** Task requirements **
Only the images are to be dropped; the records themselves must be repeated exactly.

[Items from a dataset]
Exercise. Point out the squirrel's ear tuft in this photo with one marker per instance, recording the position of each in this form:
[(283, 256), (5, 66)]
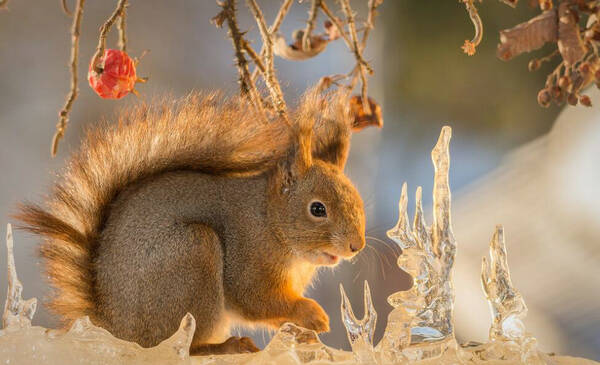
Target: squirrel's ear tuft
[(330, 116)]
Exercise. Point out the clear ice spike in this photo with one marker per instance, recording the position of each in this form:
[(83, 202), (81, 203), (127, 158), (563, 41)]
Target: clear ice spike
[(506, 303), (17, 312), (360, 332)]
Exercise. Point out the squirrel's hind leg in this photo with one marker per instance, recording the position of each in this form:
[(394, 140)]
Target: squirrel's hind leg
[(234, 345), (159, 274)]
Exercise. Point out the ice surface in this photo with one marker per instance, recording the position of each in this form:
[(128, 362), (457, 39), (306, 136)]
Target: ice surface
[(419, 330)]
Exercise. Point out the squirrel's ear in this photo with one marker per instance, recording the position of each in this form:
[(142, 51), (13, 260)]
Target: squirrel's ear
[(301, 158), (332, 124)]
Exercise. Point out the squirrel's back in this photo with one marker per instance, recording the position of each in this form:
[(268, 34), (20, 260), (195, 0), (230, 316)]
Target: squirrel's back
[(206, 133)]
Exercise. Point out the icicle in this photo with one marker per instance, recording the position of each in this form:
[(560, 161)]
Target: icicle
[(360, 332), (17, 312), (401, 232), (506, 303)]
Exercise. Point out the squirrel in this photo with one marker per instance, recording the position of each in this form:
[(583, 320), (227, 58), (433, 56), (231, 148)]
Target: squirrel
[(201, 206)]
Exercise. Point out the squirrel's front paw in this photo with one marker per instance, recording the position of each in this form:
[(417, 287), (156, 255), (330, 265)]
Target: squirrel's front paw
[(309, 314)]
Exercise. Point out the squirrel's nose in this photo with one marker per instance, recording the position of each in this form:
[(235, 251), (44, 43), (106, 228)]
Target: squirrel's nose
[(357, 245)]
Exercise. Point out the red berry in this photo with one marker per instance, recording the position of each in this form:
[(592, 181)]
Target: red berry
[(117, 77)]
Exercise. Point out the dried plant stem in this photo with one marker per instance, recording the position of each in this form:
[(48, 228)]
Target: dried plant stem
[(254, 56), (247, 87), (283, 10), (310, 24), (373, 4), (66, 8), (363, 67), (337, 23), (122, 28), (270, 79), (63, 115), (103, 32)]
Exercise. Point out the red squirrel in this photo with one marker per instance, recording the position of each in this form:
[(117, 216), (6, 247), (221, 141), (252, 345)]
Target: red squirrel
[(201, 206)]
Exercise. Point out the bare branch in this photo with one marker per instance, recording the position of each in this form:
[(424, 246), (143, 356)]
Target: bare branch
[(247, 87), (253, 55), (373, 4), (64, 112), (122, 28), (363, 67), (103, 32), (353, 36), (310, 24), (66, 8), (283, 10), (270, 79), (337, 23)]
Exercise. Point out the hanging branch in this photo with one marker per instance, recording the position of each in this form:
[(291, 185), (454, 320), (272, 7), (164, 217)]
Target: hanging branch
[(66, 8), (373, 4), (470, 45), (122, 27), (64, 112), (247, 87), (337, 23), (310, 25), (363, 67), (283, 10), (270, 78), (97, 67)]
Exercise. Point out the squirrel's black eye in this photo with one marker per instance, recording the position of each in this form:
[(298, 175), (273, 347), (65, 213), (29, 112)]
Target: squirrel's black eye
[(318, 209)]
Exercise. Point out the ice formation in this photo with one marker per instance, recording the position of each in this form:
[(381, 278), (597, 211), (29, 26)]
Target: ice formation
[(419, 331)]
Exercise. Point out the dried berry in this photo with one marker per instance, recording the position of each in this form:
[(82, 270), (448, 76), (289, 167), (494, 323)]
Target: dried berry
[(544, 98), (556, 92), (534, 64), (585, 100), (564, 82), (117, 76), (546, 4), (584, 68)]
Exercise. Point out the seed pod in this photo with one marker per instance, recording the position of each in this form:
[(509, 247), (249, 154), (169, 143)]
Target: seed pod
[(534, 64), (544, 98), (585, 100), (117, 77)]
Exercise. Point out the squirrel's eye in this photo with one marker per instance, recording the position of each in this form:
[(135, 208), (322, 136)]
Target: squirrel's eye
[(317, 209)]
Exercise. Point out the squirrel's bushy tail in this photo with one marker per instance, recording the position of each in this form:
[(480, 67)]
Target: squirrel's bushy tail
[(201, 132)]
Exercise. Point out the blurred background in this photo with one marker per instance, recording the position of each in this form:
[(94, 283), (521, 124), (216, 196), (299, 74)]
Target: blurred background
[(507, 167)]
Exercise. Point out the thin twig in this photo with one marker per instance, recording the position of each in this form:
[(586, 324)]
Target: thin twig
[(63, 115), (363, 67), (255, 57), (283, 10), (310, 25), (66, 8), (337, 23), (373, 4), (247, 87), (102, 39), (270, 79), (122, 28)]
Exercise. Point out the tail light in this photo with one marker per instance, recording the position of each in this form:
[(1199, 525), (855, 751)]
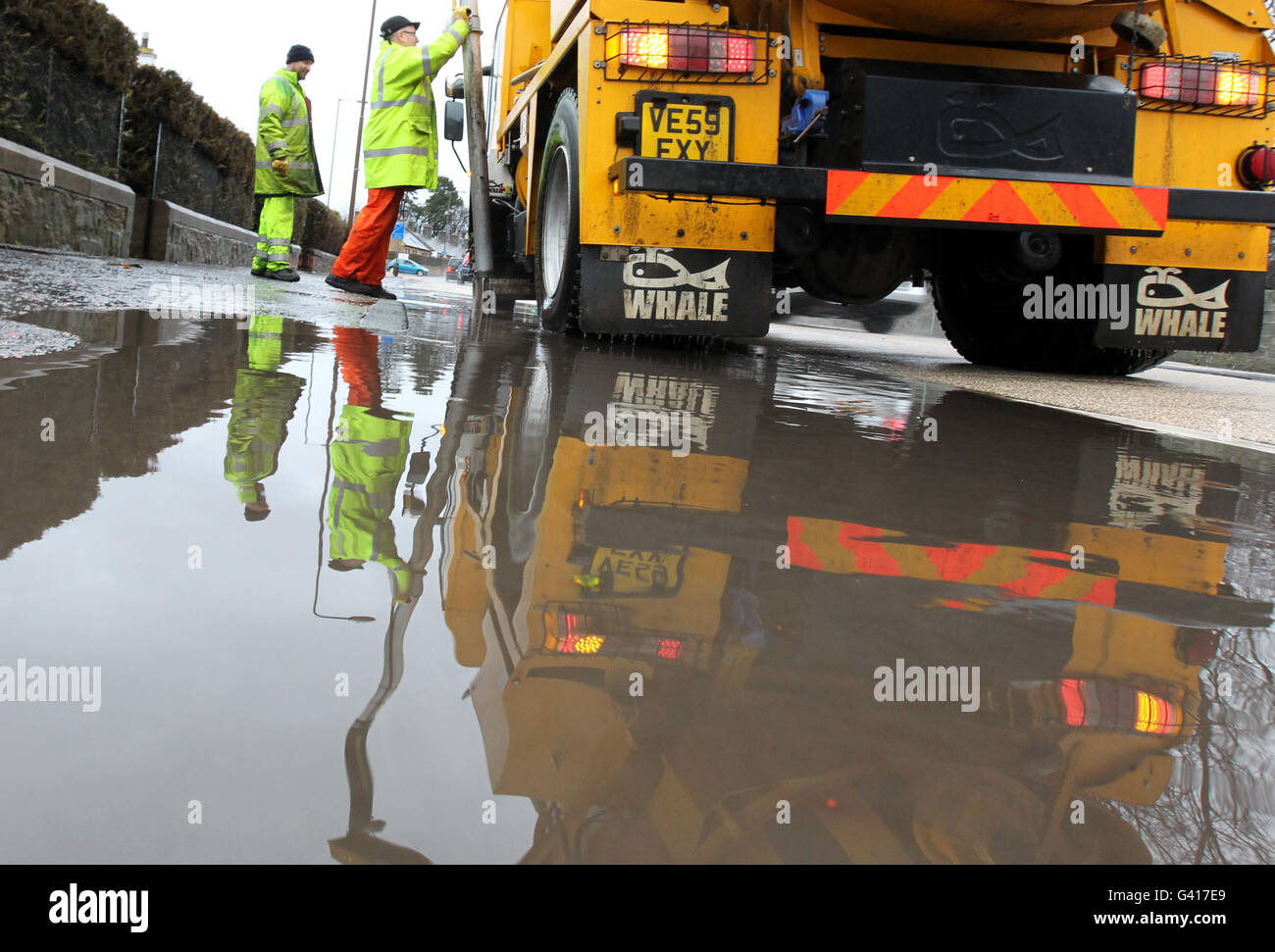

** Solution to the exercise **
Exercise. Point out the squirrel's ear tuft in this photo with one marker per instance, recording the position of each in this form:
[(283, 256), (5, 66)]
Target: squirrel's ear tuft
[(330, 116)]
Exercise. Point out the clear ice spike in this photo with one marker per instance, recording the position of each in this form:
[(83, 202), (81, 203), (127, 158), (563, 41)]
Target: clear ice spike
[(506, 303), (17, 312), (360, 332)]
Exercise. Point out the squirrel's hind leg in this photo with one marker per instance, recording the position of each in this form:
[(394, 140)]
Target: squirrel's hind leg
[(234, 345), (159, 274)]
Exercise. Point out the ice surface in this photo with one marker per instance, recording the position of each in this form:
[(128, 362), (457, 39), (306, 136)]
Target: ice surface
[(419, 330)]
Exercise. Point out the squirrel's ear in this photo with one marker per instance, recording the position of each in this form:
[(142, 51), (13, 260)]
Target: squirrel's ear
[(301, 158), (332, 124)]
Exercise. Point out the squirrel's back in this photo with one marker per instance, recording the position of each in this form:
[(268, 34), (20, 260), (195, 0), (230, 316)]
Target: squirrel's back
[(206, 133)]
Exercise. Point out the icicle in this photo with one marker per instance, recording the position of each in this form:
[(560, 161)]
Target: icicle
[(360, 332), (17, 312), (401, 232), (506, 303)]
Exercise. Point out the squirrel in this photo with one marker per instance, recording the position of each in this form:
[(583, 320), (227, 58), (433, 56), (231, 148)]
Target: squirrel
[(201, 206)]
Exercise. Point out the squirrel's front paw in this photo with one marker per instance, recording the position of each in this form:
[(417, 287), (156, 255), (330, 265)]
Target: squirrel's front paw
[(309, 314)]
Exercise. Point out the squirrel's nose in this photo with one marker per instance, recording the position of each in this form:
[(235, 251), (44, 43), (106, 228)]
Target: squirrel's nose
[(357, 245)]
Exercise. Point out the red berry in this photo with one marker per instance, recording the position of each in this form:
[(592, 181)]
Target: red berry
[(117, 77)]
Exercise. Point out the dried plant stem in this photo with one marker per instance, recording the position of each in this form:
[(48, 228)]
Target: dried plant stem
[(254, 56), (247, 87), (283, 10), (310, 24), (373, 4), (66, 8), (363, 67), (337, 23), (122, 28), (270, 79), (63, 115), (103, 32)]
Exercise. Point out the red squirrel in this photo with one marker per instance, recording the position of each in this form:
[(117, 216), (6, 247), (221, 141), (252, 345)]
Target: red squirrel
[(201, 206)]
Exercise. Point out the bare branch in this photo with one marker per instance, recording the position of each in this form:
[(424, 246), (143, 356)]
Target: bare branch
[(247, 87), (253, 55), (373, 4), (64, 112), (122, 28), (363, 67), (103, 32), (353, 36), (310, 24), (66, 8), (283, 10), (270, 79), (337, 23)]
Exercise. Point out the hanging branch in this photo with one marker per instance, recording the position of each in this form:
[(291, 185), (454, 320), (272, 7), (164, 217)]
Target: hanging branch
[(66, 8), (373, 4), (470, 45), (122, 27), (64, 112), (247, 87), (337, 23), (310, 25), (363, 67), (283, 10), (270, 78), (97, 67)]
Exercise. Point out the squirrel's black eye in this photo with one marker per instance, recording the position of each in this form:
[(298, 175), (273, 347), (65, 213), (29, 112)]
Target: squirrel's black eye
[(318, 209)]
Exercise. Point out the ice formation in this photo with one marker per instance, recording the position of each in this form:
[(381, 278), (597, 211), (29, 26)]
Target: ice formation
[(419, 331)]
Exercise. Point out the dried berry in this photo with one marker per instance, recording the position of each in this form:
[(82, 270), (448, 76), (289, 167), (494, 323)]
Target: dried berry
[(544, 98), (556, 92), (534, 64), (585, 100), (564, 82), (117, 76), (546, 4), (584, 68)]
Exercise. Point out the seed pod in this photo with one marker per instance, recording the position of each in this form:
[(509, 247), (249, 154), (169, 143)]
Target: seed pod
[(534, 64), (544, 98), (585, 100), (117, 77)]
Exercise. Point out the squirrel's eye in this photo with one marker per instance, recording the position of each in this form:
[(135, 208), (322, 136)]
Target: squirrel's eye
[(317, 209)]
Exercise. Point out the squirrel's bushy tail in this photo with one marker per instance, recording the position of each in this form:
[(480, 67)]
Target: squirrel's bushy tail
[(201, 132)]
Exercise. Point out the blurred background in this photo with one marker per instance, recording the position of each in this form:
[(94, 283), (521, 124), (216, 196), (299, 74)]
Target: blurred background
[(507, 167)]
Exercise. Point out the thin twig in this photo with one marker per instance, recording the position of each in this form:
[(586, 324)]
Target: thin twig
[(63, 115), (363, 67), (255, 57), (283, 10), (310, 25), (66, 8), (337, 23), (373, 4), (247, 87), (102, 39), (270, 79), (122, 28)]
Exercise. Point out the tail light in this photo with one marker per instance, recording the position of each in this form:
[(1199, 525), (855, 751)]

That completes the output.